— Start of Items —

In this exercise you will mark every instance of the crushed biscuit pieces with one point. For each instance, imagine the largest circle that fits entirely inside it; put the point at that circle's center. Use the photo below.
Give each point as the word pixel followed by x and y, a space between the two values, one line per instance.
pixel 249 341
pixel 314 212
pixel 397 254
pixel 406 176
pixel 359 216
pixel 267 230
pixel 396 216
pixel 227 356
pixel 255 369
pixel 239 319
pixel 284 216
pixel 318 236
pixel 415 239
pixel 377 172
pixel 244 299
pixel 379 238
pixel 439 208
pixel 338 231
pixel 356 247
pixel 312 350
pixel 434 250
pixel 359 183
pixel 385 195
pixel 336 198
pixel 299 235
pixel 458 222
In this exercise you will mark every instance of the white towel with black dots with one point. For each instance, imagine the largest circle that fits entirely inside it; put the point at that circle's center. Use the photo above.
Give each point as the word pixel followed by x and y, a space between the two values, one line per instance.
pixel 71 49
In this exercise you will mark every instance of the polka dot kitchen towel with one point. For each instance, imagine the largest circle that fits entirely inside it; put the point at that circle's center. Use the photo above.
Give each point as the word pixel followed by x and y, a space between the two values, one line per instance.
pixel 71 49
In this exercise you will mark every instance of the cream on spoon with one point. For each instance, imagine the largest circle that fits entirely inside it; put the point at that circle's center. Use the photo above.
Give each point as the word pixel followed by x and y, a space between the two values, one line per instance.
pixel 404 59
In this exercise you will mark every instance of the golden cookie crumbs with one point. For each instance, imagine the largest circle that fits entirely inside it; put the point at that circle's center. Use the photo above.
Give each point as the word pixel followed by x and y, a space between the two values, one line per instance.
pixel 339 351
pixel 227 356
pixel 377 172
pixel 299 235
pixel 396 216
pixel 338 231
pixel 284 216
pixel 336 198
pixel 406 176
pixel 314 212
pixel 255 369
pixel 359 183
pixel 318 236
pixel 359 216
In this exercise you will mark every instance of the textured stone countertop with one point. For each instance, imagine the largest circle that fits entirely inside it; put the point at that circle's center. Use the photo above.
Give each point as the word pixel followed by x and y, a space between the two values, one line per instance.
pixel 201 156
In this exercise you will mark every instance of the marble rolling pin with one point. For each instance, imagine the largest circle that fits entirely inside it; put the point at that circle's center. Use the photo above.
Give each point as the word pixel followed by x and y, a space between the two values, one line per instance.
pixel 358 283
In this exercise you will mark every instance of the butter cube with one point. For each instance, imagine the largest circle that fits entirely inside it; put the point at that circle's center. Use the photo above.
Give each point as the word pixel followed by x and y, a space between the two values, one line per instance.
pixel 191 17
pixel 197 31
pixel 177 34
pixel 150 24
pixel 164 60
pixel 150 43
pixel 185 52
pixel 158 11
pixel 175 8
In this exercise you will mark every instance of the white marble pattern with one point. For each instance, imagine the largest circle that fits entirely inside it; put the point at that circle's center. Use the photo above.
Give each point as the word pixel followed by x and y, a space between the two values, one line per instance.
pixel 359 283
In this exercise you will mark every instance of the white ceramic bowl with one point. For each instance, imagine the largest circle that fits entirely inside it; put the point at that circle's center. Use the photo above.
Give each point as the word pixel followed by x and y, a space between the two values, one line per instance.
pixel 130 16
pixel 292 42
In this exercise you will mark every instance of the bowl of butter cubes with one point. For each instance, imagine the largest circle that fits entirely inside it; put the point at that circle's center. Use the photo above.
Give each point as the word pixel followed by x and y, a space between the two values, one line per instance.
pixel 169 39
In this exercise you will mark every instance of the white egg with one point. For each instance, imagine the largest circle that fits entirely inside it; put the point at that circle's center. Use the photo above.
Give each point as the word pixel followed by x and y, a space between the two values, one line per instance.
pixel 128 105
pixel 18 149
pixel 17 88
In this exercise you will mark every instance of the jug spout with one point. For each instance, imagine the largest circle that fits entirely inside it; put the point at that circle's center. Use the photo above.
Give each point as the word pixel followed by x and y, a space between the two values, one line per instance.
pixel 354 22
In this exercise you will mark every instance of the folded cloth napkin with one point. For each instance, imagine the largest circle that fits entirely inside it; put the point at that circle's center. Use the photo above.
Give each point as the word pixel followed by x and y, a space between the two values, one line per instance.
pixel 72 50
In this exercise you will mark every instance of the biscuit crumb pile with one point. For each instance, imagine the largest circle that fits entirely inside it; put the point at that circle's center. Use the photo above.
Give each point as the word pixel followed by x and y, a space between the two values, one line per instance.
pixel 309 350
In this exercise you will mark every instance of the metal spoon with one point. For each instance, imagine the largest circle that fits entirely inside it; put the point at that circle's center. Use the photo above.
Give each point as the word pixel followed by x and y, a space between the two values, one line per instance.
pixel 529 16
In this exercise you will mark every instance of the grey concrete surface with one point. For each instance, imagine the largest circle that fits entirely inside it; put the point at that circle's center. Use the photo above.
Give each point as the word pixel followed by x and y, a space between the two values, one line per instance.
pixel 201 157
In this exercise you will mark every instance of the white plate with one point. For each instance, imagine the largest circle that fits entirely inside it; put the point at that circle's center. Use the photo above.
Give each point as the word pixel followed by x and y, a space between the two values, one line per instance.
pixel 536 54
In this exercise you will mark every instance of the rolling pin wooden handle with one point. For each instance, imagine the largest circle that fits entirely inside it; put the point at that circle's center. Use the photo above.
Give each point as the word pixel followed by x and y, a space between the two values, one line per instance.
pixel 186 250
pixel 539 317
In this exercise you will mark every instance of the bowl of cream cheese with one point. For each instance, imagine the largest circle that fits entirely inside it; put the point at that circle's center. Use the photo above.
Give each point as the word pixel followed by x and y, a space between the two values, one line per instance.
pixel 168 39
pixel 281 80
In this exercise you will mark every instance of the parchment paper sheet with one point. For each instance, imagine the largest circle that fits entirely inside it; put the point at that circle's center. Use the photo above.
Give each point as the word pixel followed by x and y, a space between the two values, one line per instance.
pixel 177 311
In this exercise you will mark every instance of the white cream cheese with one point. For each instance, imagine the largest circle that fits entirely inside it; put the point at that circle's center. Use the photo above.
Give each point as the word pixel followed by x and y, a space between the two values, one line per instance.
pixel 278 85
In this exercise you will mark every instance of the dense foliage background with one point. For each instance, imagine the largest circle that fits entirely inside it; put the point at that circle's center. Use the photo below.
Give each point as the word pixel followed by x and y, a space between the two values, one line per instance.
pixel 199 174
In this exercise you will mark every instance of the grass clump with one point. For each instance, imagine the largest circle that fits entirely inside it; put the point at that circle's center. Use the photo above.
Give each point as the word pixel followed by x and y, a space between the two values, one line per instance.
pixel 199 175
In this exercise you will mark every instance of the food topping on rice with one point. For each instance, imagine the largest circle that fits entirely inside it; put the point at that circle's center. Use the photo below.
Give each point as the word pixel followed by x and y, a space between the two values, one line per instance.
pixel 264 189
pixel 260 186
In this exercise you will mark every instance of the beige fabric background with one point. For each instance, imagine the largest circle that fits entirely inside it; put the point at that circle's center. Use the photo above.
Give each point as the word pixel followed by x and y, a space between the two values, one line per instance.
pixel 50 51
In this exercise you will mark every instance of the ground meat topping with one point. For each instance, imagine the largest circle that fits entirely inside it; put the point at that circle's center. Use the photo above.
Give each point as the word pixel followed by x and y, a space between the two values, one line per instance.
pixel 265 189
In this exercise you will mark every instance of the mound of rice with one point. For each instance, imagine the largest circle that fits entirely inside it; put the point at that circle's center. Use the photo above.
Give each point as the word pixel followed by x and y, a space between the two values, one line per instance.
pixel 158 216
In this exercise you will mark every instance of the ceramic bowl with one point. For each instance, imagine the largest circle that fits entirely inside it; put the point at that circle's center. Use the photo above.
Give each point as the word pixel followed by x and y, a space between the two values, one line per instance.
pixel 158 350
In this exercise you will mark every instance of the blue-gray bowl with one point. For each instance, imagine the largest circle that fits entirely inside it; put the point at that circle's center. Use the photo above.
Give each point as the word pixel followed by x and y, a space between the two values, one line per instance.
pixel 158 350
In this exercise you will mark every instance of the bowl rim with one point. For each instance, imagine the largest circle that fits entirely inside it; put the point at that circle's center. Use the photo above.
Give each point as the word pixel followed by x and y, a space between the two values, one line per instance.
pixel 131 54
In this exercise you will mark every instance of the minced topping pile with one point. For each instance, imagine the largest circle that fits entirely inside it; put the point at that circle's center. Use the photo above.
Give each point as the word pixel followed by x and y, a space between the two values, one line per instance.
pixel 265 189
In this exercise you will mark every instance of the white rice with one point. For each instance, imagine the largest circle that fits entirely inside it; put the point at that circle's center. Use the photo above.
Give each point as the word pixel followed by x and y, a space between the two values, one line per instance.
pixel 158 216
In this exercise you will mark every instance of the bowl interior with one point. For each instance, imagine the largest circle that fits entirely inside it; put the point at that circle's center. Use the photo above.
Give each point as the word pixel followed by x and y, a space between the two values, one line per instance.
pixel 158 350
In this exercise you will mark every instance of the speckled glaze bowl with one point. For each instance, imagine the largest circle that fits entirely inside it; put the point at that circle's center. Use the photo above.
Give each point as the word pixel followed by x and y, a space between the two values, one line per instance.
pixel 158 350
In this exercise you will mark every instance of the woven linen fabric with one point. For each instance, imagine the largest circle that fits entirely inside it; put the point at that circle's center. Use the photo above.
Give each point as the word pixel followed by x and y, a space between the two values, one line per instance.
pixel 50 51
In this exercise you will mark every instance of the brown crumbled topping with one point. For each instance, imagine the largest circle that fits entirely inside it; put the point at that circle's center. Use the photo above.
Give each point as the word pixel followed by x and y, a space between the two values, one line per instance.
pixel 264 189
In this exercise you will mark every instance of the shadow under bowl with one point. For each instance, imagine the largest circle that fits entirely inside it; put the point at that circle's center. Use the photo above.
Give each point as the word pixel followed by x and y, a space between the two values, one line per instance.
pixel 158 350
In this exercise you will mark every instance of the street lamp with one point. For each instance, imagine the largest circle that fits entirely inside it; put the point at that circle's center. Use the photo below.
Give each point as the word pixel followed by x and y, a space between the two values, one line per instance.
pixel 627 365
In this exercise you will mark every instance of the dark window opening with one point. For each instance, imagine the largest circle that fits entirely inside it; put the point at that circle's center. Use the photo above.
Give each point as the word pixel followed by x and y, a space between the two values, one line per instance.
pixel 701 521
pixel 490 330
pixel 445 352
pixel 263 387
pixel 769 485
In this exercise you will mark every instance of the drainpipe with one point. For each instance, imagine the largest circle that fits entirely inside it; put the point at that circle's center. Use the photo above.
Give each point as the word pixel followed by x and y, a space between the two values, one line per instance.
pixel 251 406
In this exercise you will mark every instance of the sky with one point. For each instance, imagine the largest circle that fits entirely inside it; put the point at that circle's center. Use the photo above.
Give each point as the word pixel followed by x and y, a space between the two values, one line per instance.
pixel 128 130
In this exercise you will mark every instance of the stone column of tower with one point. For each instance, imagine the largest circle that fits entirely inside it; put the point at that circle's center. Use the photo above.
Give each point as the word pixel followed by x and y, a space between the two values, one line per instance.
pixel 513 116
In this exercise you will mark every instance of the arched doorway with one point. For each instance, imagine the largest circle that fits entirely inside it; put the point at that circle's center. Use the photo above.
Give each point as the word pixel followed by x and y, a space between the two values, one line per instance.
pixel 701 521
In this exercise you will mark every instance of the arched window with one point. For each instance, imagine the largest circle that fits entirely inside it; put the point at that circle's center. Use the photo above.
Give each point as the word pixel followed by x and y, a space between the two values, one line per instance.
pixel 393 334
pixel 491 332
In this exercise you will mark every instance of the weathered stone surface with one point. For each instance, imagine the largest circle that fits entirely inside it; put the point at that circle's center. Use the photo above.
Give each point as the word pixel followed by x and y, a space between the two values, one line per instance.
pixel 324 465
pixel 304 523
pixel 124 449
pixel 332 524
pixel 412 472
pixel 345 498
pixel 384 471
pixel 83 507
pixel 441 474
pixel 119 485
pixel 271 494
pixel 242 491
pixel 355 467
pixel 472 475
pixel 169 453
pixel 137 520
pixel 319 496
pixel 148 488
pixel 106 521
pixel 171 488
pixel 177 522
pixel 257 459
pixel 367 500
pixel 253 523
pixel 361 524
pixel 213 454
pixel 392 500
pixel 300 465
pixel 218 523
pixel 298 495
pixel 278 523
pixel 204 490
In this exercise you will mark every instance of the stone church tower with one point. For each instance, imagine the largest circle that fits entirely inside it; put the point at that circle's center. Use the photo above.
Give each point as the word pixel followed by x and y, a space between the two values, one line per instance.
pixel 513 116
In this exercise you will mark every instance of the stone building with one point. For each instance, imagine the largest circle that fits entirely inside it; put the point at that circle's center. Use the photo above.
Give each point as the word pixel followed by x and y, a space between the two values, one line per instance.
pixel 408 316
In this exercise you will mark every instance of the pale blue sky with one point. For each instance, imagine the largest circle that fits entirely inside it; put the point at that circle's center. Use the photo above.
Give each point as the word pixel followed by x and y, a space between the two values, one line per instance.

— End of Items —

Give the lines of the listing from the line containing "In this exercise you will mark every instance of the cream" through the line containing "pixel 404 59", inclusive, as a JSON list of strings, one string per line, with blank lines omitted.

[
  "In this exercise you will mark every instance of the cream on spoon with one point. For each instance, imagine the largest circle that fits entirely inside it; put the point at that circle's center. Use the photo above.",
  "Give each point as the word pixel followed by x and y, a space between the two values, one line per instance.",
  "pixel 404 59"
]